◆ **Source records**

.....

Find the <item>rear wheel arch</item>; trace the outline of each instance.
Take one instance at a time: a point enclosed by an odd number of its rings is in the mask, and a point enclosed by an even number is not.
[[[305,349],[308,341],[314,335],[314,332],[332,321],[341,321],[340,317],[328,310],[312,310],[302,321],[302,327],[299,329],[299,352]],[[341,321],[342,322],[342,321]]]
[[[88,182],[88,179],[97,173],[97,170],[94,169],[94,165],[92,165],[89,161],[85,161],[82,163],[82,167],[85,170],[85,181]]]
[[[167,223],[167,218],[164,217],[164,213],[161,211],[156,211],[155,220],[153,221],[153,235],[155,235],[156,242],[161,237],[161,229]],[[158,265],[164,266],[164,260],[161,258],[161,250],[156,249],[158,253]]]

.....

◆ **WORK ORDER**
What are the lines from the one with "Take one instance" through the last line of the records above? Quote them exactly and add nothing.

◆ **RESPONSE BOX**
Take one instance at a time: a point enclosed by an odd number of its rings is in the mask, and a point enclosed by an even number is not.
[[[305,349],[308,341],[314,335],[314,332],[332,321],[341,321],[340,317],[328,310],[312,310],[302,321],[302,327],[299,329],[299,352]],[[341,321],[342,322],[342,321]]]
[[[88,182],[88,179],[97,173],[97,170],[94,169],[94,165],[92,165],[89,161],[85,161],[82,163],[82,167],[85,170],[85,181]]]
[[[167,223],[167,218],[164,217],[164,213],[161,211],[156,211],[155,220],[153,221],[153,235],[155,235],[156,242],[161,237],[161,229]],[[158,265],[164,266],[164,260],[161,258],[161,250],[156,249],[158,253]]]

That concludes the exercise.